Problem details:
Gather every line of the items below that contains the word "white", and copy each one as it stands.

[Position identification records]
== == ==
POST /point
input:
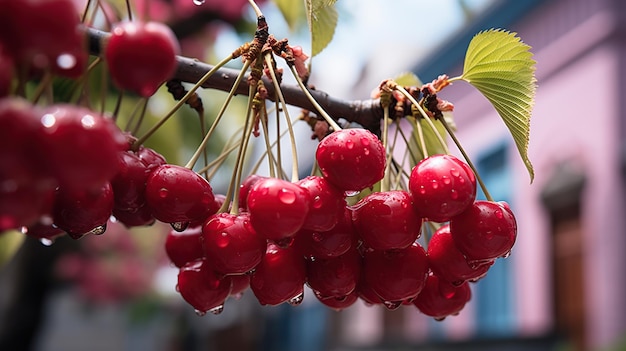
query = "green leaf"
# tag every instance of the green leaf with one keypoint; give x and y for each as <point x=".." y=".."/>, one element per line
<point x="322" y="19"/>
<point x="292" y="11"/>
<point x="501" y="67"/>
<point x="408" y="79"/>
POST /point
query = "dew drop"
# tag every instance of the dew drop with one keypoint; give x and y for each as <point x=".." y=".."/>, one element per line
<point x="223" y="240"/>
<point x="296" y="300"/>
<point x="317" y="202"/>
<point x="392" y="305"/>
<point x="179" y="226"/>
<point x="352" y="193"/>
<point x="46" y="241"/>
<point x="99" y="230"/>
<point x="66" y="61"/>
<point x="217" y="309"/>
<point x="317" y="237"/>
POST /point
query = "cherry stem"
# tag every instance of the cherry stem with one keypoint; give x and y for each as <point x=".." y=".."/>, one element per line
<point x="317" y="106"/>
<point x="182" y="101"/>
<point x="233" y="188"/>
<point x="292" y="138"/>
<point x="386" y="182"/>
<point x="194" y="158"/>
<point x="467" y="159"/>
<point x="426" y="117"/>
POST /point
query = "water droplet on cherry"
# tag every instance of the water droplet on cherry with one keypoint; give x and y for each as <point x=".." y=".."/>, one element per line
<point x="66" y="61"/>
<point x="296" y="300"/>
<point x="46" y="241"/>
<point x="179" y="226"/>
<point x="217" y="309"/>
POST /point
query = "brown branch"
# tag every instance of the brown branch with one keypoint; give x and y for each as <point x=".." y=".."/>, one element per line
<point x="367" y="113"/>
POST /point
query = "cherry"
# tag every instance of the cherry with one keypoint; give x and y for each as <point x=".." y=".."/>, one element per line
<point x="280" y="276"/>
<point x="141" y="56"/>
<point x="387" y="220"/>
<point x="232" y="244"/>
<point x="44" y="34"/>
<point x="442" y="186"/>
<point x="179" y="195"/>
<point x="202" y="288"/>
<point x="183" y="247"/>
<point x="129" y="184"/>
<point x="241" y="282"/>
<point x="334" y="277"/>
<point x="328" y="244"/>
<point x="82" y="147"/>
<point x="486" y="230"/>
<point x="339" y="303"/>
<point x="327" y="204"/>
<point x="278" y="208"/>
<point x="351" y="159"/>
<point x="244" y="189"/>
<point x="439" y="298"/>
<point x="396" y="275"/>
<point x="80" y="212"/>
<point x="448" y="263"/>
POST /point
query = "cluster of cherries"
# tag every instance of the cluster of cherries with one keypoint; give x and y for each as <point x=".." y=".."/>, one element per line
<point x="285" y="235"/>
<point x="67" y="170"/>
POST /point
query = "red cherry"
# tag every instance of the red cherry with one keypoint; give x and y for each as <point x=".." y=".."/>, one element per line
<point x="85" y="211"/>
<point x="448" y="263"/>
<point x="351" y="159"/>
<point x="177" y="195"/>
<point x="328" y="244"/>
<point x="184" y="247"/>
<point x="141" y="56"/>
<point x="202" y="288"/>
<point x="334" y="277"/>
<point x="280" y="276"/>
<point x="278" y="208"/>
<point x="327" y="204"/>
<point x="340" y="302"/>
<point x="486" y="230"/>
<point x="442" y="186"/>
<point x="439" y="298"/>
<point x="129" y="184"/>
<point x="396" y="275"/>
<point x="82" y="147"/>
<point x="45" y="34"/>
<point x="386" y="220"/>
<point x="232" y="244"/>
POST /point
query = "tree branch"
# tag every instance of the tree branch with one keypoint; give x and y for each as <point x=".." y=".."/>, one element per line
<point x="367" y="113"/>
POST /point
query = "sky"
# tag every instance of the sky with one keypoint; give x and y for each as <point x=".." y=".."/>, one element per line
<point x="384" y="37"/>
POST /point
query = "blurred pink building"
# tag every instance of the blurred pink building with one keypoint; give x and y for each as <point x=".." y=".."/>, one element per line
<point x="565" y="282"/>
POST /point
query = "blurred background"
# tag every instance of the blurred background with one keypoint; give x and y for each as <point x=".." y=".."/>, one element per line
<point x="563" y="287"/>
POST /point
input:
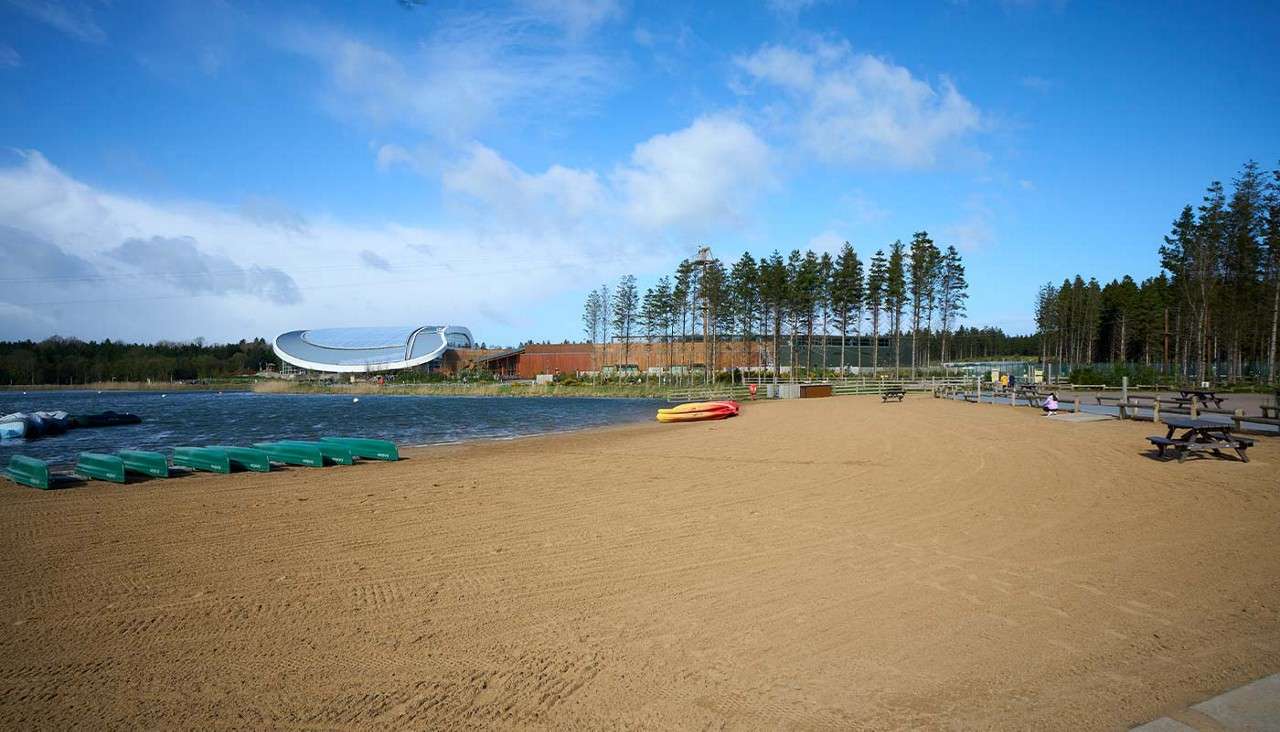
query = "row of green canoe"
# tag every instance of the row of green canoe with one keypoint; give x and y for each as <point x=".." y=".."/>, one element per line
<point x="211" y="458"/>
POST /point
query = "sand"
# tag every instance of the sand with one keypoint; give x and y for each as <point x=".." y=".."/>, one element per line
<point x="809" y="564"/>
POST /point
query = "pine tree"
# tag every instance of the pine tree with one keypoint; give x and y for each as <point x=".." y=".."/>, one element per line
<point x="745" y="294"/>
<point x="625" y="303"/>
<point x="592" y="323"/>
<point x="922" y="277"/>
<point x="826" y="268"/>
<point x="895" y="298"/>
<point x="876" y="280"/>
<point x="954" y="291"/>
<point x="775" y="294"/>
<point x="846" y="283"/>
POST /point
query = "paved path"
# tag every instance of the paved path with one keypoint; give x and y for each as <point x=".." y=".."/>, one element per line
<point x="1253" y="707"/>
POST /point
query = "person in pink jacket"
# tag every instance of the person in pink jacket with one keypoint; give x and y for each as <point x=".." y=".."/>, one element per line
<point x="1050" y="405"/>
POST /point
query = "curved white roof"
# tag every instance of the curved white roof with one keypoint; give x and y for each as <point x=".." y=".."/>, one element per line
<point x="361" y="350"/>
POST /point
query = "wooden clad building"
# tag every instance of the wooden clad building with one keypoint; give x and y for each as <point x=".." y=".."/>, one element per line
<point x="556" y="358"/>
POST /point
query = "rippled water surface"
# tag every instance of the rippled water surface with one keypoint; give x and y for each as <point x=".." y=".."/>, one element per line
<point x="234" y="417"/>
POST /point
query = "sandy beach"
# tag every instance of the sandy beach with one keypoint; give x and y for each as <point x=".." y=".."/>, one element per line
<point x="828" y="563"/>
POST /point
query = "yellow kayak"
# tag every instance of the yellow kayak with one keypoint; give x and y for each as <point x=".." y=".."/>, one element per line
<point x="699" y="407"/>
<point x="698" y="411"/>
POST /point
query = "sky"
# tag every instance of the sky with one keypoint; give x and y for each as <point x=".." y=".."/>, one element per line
<point x="227" y="170"/>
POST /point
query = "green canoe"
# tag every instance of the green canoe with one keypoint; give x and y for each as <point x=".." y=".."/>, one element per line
<point x="202" y="458"/>
<point x="292" y="453"/>
<point x="246" y="458"/>
<point x="97" y="466"/>
<point x="144" y="462"/>
<point x="332" y="452"/>
<point x="28" y="471"/>
<point x="368" y="449"/>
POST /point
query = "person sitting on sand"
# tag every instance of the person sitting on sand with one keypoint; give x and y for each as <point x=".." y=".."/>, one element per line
<point x="1050" y="406"/>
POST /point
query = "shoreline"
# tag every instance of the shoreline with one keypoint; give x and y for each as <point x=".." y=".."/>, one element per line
<point x="448" y="389"/>
<point x="816" y="563"/>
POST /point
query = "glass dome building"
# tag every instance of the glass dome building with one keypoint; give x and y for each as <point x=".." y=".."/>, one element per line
<point x="365" y="350"/>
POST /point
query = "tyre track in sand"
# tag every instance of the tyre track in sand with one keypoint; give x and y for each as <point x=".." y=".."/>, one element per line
<point x="819" y="563"/>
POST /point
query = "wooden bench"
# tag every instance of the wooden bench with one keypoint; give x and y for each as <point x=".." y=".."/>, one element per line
<point x="1240" y="419"/>
<point x="1216" y="447"/>
<point x="1201" y="437"/>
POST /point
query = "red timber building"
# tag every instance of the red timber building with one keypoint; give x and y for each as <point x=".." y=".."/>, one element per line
<point x="557" y="358"/>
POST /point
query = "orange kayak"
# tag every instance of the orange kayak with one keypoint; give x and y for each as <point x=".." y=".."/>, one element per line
<point x="699" y="407"/>
<point x="698" y="411"/>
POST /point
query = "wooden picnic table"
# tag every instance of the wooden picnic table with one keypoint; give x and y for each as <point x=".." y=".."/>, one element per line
<point x="1200" y="435"/>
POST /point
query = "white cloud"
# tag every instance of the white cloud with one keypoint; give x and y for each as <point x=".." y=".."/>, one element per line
<point x="460" y="78"/>
<point x="974" y="230"/>
<point x="859" y="109"/>
<point x="73" y="18"/>
<point x="704" y="174"/>
<point x="1036" y="83"/>
<point x="577" y="17"/>
<point x="790" y="8"/>
<point x="552" y="198"/>
<point x="374" y="260"/>
<point x="99" y="264"/>
<point x="827" y="241"/>
<point x="181" y="264"/>
<point x="9" y="58"/>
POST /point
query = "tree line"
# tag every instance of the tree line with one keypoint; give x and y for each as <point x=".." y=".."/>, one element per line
<point x="912" y="296"/>
<point x="1211" y="312"/>
<point x="71" y="361"/>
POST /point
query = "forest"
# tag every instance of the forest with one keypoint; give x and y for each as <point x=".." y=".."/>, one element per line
<point x="72" y="361"/>
<point x="816" y="307"/>
<point x="1212" y="311"/>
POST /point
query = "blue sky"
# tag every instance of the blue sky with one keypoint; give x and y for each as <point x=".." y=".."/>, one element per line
<point x="234" y="169"/>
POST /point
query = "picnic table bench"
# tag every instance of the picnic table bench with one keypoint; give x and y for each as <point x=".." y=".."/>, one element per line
<point x="1200" y="435"/>
<point x="1200" y="396"/>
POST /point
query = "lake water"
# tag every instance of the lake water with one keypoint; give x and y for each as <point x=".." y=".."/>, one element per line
<point x="242" y="419"/>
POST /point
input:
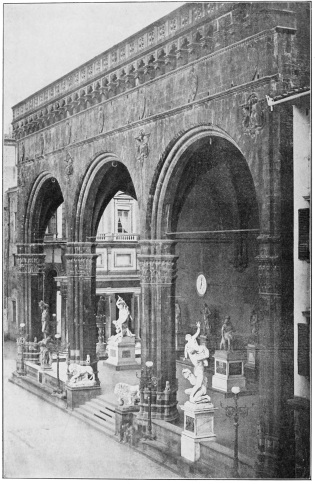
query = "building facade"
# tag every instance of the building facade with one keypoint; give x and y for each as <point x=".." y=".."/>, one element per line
<point x="175" y="117"/>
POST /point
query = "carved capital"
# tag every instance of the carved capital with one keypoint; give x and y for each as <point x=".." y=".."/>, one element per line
<point x="64" y="288"/>
<point x="269" y="275"/>
<point x="30" y="263"/>
<point x="81" y="260"/>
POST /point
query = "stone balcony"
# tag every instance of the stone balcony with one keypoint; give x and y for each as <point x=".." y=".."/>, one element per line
<point x="190" y="32"/>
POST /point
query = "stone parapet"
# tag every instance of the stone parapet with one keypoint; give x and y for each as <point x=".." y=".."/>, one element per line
<point x="190" y="32"/>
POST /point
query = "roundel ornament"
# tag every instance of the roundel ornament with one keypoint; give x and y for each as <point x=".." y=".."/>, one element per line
<point x="201" y="285"/>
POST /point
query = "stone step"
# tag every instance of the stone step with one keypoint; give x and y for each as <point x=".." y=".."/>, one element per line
<point x="102" y="421"/>
<point x="99" y="409"/>
<point x="164" y="455"/>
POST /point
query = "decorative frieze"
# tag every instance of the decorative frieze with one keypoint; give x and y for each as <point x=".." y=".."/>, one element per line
<point x="30" y="263"/>
<point x="157" y="270"/>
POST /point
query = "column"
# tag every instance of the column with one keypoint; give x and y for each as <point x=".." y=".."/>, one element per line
<point x="64" y="295"/>
<point x="81" y="268"/>
<point x="157" y="275"/>
<point x="30" y="261"/>
<point x="275" y="361"/>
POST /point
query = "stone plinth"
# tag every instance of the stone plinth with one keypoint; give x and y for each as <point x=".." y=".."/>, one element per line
<point x="251" y="357"/>
<point x="121" y="354"/>
<point x="198" y="427"/>
<point x="229" y="370"/>
<point x="78" y="395"/>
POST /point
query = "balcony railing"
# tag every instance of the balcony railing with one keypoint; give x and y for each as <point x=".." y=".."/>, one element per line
<point x="117" y="237"/>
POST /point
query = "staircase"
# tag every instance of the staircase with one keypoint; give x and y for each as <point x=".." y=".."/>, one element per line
<point x="98" y="413"/>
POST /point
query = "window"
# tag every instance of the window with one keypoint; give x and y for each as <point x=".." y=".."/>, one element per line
<point x="303" y="350"/>
<point x="13" y="311"/>
<point x="123" y="221"/>
<point x="304" y="234"/>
== == ==
Response to this exercise:
query = "curved white roof"
# tag every instance of the curved white roof with one keypoint; give x and y for each as <point x=".." y=".."/>, one element per line
query = "white cloud"
# tag every instance of the white cloud with one keypoint; give x and y for each as <point x=".." y=".."/>, one element per line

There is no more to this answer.